**Work to complete:**
Render the lines of the entries below as a Markdown table with the columns Row and Line. Begin with the line containing "In the scene depicted above, identify where the pond" and continue through the line containing "left=277, top=293, right=404, bottom=350", including both, giving each line its row number and omitting blank lines.

**Extracted entries:**
================

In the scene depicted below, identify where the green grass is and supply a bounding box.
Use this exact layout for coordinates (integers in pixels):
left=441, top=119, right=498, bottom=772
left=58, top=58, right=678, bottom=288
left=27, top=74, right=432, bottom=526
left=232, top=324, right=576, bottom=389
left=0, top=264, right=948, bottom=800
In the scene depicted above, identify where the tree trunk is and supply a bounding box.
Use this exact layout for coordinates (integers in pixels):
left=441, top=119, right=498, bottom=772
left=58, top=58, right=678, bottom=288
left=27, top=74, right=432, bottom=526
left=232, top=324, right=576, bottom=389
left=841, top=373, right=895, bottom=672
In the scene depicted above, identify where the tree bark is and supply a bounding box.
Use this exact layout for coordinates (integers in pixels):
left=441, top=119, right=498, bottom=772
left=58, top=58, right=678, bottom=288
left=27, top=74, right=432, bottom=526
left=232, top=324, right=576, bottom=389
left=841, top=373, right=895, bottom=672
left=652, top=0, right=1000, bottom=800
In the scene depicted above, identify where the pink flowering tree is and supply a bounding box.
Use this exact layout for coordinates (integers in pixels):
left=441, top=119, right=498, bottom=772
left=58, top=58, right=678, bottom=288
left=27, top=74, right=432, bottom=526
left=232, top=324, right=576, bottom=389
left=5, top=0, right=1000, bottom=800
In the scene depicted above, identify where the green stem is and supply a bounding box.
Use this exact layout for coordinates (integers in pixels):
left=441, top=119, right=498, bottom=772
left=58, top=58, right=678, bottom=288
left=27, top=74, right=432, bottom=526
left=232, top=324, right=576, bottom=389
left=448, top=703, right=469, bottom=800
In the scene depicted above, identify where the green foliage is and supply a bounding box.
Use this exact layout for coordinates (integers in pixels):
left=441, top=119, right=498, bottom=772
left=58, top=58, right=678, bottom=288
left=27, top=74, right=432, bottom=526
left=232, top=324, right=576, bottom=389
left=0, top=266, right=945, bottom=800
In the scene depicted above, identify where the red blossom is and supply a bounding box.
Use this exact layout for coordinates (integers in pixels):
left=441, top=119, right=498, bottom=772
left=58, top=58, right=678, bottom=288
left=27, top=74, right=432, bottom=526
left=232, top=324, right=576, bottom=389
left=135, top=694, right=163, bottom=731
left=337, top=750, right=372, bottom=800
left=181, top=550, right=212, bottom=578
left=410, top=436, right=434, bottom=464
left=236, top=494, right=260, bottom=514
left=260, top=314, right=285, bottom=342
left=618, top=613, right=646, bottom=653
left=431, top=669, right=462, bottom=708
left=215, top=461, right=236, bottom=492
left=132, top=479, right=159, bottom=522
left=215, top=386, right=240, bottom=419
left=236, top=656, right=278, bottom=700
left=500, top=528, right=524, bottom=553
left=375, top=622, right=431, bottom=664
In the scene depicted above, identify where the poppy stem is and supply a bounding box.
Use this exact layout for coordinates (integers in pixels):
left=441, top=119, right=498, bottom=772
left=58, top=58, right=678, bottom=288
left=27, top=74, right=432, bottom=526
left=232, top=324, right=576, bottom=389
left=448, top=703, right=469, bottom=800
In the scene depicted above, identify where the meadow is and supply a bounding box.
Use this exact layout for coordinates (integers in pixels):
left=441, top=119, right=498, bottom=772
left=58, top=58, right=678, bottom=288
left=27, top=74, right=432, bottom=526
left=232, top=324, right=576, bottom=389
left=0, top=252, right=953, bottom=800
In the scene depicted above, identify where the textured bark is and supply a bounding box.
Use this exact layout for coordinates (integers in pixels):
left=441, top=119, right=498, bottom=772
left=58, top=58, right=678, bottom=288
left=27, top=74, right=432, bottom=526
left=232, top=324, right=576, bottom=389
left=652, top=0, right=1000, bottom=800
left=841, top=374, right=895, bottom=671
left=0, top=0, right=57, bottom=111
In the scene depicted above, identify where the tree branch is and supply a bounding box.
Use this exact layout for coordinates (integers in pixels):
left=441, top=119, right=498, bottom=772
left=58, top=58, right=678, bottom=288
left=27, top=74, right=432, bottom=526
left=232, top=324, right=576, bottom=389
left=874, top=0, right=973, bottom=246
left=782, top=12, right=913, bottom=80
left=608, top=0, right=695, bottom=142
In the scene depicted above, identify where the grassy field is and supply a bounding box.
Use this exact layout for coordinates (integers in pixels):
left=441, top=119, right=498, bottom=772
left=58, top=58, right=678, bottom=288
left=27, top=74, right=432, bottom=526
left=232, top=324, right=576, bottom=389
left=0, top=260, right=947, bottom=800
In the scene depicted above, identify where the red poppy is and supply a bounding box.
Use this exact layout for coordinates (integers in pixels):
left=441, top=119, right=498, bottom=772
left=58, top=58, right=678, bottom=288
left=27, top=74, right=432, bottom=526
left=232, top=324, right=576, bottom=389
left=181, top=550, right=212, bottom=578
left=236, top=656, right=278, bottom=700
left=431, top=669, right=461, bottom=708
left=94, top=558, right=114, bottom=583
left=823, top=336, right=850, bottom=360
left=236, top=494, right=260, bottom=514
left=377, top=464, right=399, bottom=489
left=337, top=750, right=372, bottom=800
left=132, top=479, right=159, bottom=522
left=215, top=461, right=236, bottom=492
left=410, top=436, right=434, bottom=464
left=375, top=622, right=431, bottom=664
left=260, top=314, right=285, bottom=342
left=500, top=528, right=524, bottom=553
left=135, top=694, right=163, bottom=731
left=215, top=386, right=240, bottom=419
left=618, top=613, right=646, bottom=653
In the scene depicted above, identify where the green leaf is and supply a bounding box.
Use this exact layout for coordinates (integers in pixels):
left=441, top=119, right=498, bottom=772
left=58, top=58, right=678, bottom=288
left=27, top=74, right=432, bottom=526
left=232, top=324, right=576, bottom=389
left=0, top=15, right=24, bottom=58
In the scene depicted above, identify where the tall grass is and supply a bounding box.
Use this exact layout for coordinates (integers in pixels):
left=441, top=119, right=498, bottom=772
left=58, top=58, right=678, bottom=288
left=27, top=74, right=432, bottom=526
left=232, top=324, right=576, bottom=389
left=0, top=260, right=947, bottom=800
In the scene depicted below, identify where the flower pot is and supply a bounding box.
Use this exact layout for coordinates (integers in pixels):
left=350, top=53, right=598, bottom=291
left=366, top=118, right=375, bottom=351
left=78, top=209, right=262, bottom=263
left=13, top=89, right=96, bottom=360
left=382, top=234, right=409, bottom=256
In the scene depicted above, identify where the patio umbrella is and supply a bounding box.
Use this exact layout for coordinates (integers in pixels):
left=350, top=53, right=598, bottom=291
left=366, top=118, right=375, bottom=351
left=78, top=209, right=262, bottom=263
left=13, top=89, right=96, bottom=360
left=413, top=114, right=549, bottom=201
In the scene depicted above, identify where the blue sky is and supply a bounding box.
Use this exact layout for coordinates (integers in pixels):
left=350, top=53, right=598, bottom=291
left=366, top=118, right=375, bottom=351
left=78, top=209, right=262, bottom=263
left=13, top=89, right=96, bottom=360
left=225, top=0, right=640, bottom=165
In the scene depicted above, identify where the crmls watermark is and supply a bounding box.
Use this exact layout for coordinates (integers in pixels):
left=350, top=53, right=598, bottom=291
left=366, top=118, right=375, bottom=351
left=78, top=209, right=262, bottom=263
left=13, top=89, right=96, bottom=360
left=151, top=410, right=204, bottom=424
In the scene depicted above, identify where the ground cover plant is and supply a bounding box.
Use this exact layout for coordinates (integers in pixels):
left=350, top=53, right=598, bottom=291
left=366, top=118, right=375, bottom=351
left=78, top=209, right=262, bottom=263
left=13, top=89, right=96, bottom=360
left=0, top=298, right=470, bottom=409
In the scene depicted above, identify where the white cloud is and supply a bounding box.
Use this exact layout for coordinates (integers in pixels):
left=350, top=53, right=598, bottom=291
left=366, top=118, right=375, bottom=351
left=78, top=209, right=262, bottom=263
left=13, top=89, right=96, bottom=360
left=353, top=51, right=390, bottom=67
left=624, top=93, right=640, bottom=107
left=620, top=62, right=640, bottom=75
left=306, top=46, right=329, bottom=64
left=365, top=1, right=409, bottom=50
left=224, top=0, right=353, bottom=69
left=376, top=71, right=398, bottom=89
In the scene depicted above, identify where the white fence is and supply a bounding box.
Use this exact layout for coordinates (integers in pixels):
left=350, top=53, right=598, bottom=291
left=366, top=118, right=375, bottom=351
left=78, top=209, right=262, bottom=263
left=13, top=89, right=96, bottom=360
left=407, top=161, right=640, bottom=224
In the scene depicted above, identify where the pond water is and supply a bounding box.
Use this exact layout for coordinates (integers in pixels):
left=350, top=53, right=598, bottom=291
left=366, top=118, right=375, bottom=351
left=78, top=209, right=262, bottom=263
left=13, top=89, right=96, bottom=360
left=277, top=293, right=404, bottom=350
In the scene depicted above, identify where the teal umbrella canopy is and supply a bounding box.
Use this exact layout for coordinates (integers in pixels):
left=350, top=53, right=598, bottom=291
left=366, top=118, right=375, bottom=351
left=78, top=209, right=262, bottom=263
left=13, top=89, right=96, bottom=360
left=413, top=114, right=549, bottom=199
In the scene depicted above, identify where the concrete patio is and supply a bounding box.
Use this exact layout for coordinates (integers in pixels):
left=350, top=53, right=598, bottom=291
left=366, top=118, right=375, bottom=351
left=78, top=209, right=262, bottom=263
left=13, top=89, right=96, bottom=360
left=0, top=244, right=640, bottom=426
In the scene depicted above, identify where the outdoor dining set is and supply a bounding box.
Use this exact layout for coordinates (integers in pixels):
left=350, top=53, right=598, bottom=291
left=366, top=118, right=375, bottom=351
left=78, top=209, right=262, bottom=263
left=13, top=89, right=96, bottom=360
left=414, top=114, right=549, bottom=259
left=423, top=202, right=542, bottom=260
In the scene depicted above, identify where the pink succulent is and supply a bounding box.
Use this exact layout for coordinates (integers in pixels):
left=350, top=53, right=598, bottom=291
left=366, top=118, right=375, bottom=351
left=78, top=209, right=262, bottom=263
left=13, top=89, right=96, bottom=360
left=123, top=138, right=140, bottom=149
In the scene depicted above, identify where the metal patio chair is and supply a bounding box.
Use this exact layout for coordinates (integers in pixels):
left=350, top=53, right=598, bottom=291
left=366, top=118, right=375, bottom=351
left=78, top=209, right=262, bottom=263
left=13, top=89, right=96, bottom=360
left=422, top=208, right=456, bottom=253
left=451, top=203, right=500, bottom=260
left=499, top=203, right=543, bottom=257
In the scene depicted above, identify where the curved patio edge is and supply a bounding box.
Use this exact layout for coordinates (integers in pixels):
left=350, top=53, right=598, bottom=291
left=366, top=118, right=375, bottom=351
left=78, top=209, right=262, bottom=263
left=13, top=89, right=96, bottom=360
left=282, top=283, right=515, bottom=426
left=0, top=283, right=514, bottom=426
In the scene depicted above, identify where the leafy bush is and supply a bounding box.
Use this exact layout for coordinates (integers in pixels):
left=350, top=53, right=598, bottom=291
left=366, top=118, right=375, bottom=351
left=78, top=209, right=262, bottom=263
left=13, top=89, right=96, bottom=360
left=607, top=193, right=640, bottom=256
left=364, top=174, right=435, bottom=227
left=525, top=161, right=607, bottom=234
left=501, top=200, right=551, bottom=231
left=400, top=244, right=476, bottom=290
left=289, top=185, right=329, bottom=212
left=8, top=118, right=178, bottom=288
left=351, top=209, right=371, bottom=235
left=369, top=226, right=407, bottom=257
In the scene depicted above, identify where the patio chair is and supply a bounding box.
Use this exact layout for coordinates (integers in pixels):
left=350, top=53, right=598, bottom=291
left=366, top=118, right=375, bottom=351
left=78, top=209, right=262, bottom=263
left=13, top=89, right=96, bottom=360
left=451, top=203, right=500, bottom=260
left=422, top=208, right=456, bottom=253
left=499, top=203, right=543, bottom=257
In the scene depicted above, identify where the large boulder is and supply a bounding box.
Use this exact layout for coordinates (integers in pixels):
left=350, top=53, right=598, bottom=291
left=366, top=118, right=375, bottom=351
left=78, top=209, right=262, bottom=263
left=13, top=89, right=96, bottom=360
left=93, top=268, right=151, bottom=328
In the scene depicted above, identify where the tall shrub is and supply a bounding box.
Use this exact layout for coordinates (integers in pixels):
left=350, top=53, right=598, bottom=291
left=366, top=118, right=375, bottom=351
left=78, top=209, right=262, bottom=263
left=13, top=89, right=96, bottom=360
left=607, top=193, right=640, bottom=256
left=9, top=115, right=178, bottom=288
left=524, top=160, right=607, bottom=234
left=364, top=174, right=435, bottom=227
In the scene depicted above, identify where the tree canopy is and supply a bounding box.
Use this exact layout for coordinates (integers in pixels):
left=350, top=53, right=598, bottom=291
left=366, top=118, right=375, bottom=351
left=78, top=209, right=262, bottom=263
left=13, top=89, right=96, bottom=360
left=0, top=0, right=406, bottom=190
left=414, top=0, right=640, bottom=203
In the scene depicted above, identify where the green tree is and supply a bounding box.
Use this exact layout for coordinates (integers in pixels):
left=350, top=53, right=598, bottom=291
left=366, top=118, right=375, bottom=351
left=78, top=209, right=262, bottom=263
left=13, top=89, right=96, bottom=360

================

**Correct output:**
| Row | Line |
|---|---|
| 1 | In the scene depicted above, identify where the pond water is and supply a bounding box. |
| 2 | Use this exact layout for coordinates (integers in pixels): |
| 3 | left=350, top=53, right=598, bottom=291 |
| 4 | left=366, top=118, right=375, bottom=351 |
| 5 | left=78, top=209, right=262, bottom=263 |
| 6 | left=13, top=89, right=96, bottom=360 |
| 7 | left=277, top=293, right=404, bottom=350 |